[Work to complete]: From the records below, pick out every line that contains the string "stadium" and copy each one.

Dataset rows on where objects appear
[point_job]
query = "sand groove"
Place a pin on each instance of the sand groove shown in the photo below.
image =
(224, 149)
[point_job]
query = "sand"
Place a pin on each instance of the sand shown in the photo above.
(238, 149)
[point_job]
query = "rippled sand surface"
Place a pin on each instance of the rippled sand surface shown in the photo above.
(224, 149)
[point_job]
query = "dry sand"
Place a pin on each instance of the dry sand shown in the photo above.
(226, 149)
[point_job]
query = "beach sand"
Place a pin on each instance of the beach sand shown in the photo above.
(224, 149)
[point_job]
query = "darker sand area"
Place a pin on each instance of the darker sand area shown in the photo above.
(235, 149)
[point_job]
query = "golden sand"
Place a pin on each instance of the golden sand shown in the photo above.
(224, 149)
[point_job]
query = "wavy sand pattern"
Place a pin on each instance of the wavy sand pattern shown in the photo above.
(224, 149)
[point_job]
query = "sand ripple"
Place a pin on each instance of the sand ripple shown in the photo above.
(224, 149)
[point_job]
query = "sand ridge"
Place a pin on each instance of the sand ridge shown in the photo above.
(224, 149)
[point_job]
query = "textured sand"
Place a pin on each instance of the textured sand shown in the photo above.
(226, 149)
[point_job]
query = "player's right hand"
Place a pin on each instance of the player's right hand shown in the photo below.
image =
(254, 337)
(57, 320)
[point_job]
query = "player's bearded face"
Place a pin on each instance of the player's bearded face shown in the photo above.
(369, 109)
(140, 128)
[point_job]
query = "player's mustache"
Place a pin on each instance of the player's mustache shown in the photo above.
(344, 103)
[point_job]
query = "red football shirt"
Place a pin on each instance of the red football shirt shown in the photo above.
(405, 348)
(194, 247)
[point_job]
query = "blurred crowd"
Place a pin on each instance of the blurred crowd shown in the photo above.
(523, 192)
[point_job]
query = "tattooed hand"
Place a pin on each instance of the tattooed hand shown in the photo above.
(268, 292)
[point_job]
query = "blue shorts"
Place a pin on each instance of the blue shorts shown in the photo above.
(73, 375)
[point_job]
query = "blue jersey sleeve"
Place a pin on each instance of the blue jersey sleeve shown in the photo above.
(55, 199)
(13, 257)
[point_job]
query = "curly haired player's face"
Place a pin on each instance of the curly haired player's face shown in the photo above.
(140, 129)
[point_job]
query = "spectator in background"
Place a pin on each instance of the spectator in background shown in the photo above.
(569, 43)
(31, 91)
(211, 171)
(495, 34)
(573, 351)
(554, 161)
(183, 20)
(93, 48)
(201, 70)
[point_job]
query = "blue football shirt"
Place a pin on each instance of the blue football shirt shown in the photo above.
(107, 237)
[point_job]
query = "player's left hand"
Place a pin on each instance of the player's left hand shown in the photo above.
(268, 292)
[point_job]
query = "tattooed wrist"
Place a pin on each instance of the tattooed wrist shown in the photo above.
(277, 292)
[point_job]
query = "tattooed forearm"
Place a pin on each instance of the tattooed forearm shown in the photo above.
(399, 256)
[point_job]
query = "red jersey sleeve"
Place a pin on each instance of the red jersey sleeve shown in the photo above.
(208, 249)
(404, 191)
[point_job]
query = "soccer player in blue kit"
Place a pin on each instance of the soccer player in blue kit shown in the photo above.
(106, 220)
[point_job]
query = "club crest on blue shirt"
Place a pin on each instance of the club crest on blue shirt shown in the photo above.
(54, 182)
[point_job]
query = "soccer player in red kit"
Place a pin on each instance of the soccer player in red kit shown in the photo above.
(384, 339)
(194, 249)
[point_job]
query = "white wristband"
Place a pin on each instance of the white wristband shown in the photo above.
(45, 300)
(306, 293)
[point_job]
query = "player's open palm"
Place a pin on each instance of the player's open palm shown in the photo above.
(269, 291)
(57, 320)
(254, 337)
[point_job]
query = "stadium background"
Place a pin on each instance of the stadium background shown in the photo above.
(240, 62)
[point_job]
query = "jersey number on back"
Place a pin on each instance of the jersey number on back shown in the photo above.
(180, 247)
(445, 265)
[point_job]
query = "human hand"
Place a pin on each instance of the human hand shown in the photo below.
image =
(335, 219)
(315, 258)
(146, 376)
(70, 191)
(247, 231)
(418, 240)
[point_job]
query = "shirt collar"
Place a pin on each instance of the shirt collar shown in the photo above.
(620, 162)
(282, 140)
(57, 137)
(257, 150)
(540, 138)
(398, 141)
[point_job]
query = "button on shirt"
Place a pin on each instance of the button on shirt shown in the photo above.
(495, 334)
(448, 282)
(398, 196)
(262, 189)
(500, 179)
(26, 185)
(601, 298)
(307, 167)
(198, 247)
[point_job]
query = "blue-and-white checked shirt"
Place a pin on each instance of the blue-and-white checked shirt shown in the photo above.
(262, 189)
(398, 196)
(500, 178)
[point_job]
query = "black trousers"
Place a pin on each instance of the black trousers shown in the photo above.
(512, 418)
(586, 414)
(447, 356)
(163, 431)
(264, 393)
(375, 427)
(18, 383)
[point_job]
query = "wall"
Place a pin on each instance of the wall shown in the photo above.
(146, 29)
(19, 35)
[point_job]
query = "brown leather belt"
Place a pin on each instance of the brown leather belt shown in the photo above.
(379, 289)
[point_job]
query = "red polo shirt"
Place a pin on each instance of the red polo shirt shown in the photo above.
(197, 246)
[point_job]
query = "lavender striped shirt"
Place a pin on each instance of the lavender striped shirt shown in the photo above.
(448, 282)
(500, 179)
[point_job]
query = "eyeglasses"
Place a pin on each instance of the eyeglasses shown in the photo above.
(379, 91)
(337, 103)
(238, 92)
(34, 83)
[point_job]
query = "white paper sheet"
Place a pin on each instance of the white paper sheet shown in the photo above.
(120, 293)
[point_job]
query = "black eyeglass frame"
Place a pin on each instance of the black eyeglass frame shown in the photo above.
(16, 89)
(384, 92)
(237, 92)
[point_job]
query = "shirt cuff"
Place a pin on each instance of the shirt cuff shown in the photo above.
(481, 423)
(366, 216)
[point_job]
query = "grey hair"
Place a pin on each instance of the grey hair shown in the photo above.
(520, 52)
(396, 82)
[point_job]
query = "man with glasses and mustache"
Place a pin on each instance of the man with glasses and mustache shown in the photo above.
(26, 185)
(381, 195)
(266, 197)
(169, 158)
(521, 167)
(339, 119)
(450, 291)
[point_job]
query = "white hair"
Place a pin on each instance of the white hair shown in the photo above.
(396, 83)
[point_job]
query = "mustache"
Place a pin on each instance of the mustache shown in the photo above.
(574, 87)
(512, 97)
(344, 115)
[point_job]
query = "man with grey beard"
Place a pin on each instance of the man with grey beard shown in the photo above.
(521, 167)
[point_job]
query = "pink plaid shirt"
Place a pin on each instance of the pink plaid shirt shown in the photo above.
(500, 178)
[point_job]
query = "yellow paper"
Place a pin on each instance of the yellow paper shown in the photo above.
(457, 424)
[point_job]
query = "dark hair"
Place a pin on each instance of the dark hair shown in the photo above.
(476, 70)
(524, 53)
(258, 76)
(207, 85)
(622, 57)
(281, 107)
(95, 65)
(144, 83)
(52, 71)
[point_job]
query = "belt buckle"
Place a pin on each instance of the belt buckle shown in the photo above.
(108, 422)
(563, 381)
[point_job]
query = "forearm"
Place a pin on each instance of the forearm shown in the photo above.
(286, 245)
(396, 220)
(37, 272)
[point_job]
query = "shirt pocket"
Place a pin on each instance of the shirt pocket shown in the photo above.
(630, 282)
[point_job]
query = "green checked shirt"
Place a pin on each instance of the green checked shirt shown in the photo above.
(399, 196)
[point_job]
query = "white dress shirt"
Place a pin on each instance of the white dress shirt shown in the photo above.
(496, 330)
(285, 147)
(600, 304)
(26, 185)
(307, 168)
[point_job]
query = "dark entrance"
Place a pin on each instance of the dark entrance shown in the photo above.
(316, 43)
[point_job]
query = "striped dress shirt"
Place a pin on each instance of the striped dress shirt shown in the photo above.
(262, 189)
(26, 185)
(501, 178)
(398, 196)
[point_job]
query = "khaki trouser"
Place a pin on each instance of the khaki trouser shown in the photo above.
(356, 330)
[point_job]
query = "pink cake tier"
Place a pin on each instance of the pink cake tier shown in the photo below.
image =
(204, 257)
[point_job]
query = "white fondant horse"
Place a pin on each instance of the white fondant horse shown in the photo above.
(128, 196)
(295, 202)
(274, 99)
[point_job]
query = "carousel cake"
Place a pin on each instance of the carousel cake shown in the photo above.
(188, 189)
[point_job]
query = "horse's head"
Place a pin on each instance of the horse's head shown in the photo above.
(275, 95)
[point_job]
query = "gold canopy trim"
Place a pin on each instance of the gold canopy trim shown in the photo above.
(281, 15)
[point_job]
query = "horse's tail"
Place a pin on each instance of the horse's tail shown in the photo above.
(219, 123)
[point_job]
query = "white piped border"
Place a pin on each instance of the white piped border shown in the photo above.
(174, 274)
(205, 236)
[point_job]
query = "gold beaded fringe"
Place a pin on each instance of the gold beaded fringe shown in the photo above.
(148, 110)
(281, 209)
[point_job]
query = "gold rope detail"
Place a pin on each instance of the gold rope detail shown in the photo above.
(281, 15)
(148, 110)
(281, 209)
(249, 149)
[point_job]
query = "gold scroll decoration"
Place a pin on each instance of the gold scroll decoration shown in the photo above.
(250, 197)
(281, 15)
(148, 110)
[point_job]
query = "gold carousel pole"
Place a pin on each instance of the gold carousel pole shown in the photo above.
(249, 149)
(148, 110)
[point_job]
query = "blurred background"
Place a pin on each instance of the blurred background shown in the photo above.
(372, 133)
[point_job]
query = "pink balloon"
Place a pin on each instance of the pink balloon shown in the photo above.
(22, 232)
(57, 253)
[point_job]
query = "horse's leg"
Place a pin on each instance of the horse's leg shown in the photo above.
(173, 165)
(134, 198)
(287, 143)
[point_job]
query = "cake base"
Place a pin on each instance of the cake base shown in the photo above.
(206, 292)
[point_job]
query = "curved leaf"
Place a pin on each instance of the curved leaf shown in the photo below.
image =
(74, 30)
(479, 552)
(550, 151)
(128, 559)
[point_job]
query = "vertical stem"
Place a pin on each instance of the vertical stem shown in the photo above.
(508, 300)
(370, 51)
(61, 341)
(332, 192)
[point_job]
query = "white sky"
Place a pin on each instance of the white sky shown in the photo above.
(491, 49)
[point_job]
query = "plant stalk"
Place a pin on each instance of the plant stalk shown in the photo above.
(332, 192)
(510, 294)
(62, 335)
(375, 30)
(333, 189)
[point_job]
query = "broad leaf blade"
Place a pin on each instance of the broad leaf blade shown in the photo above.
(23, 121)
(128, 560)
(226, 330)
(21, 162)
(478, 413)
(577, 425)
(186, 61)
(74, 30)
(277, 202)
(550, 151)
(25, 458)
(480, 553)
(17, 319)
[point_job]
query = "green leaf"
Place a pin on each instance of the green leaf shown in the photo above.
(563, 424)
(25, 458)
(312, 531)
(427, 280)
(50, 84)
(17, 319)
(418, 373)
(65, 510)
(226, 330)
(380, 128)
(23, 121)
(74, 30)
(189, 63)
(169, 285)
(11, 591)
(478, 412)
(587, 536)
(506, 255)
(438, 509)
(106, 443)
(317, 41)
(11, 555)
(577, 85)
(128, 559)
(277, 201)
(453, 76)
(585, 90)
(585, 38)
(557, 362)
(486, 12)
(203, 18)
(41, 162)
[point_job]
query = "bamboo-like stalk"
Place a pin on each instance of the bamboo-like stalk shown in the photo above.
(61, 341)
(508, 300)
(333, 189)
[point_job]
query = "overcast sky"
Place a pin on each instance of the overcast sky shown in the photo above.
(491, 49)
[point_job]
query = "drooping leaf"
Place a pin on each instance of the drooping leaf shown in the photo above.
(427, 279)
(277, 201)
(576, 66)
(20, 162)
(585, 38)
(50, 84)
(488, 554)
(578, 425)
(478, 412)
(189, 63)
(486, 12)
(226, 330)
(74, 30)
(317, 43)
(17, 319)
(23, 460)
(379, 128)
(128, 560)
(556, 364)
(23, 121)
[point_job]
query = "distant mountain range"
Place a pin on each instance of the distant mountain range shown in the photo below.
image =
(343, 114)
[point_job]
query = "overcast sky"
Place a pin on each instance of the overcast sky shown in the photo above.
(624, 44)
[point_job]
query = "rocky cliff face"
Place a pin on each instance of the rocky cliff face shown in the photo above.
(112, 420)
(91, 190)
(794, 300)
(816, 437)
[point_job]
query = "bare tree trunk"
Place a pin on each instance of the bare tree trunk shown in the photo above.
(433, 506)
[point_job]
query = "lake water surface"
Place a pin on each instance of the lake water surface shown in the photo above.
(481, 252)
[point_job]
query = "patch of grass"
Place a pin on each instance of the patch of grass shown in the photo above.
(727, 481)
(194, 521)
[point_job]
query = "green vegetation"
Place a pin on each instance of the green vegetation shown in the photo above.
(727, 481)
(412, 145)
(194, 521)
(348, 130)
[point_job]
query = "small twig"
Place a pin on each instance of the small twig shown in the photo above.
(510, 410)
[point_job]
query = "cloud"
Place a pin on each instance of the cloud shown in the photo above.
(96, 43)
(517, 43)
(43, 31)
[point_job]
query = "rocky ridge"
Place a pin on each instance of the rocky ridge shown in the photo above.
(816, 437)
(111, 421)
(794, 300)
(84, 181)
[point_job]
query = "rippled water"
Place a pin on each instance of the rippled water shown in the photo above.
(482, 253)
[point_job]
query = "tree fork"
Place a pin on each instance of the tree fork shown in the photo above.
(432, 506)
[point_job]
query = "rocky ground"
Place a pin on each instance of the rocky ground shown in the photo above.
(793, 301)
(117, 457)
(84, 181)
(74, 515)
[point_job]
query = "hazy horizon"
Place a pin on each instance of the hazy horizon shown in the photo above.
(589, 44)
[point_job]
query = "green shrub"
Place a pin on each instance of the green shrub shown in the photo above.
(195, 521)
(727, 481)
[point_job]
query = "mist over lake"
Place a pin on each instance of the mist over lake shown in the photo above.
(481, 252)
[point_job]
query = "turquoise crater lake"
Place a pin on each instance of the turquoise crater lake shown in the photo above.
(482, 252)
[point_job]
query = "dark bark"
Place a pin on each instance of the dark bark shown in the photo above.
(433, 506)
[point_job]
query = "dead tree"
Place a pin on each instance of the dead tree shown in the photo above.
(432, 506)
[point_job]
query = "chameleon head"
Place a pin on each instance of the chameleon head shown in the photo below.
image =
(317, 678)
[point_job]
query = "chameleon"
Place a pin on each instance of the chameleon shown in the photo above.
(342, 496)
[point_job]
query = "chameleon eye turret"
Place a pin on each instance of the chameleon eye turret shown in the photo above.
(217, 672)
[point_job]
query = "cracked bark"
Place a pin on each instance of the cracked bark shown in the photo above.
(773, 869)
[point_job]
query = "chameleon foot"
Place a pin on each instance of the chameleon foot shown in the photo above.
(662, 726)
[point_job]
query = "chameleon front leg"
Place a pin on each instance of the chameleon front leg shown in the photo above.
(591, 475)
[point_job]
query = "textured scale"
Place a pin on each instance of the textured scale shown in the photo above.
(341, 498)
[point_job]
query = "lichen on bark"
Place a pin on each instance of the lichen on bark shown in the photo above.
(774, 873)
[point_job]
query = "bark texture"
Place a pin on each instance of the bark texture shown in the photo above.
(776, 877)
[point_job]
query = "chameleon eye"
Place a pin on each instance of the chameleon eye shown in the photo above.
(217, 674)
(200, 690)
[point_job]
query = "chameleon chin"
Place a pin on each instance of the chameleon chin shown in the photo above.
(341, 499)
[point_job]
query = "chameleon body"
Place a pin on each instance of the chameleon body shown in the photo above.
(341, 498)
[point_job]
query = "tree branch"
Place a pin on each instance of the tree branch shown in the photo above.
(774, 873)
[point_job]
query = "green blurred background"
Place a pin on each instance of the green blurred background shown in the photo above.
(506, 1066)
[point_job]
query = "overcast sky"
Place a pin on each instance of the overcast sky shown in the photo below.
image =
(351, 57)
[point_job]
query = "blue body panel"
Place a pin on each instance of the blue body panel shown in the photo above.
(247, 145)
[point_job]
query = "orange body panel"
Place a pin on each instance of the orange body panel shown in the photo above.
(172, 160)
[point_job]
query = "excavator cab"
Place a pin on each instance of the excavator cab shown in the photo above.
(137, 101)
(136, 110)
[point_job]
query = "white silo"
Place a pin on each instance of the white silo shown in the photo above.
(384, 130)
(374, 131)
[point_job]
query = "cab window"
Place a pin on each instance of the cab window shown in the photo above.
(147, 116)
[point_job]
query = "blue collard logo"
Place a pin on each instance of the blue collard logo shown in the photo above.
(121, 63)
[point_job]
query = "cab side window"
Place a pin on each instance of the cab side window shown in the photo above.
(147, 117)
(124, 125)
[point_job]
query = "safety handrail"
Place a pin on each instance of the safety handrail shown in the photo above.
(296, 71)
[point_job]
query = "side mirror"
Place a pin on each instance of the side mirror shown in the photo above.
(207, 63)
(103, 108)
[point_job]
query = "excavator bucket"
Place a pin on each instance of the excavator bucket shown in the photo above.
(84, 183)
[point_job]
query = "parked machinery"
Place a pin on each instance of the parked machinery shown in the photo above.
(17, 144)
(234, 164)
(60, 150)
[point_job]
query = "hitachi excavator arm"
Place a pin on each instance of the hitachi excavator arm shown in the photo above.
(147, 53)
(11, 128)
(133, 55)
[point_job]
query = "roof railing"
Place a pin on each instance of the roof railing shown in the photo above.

[Exercise output]:
query = "stadium background"
Place a pin on each instance of the stadium background shown in the photo above.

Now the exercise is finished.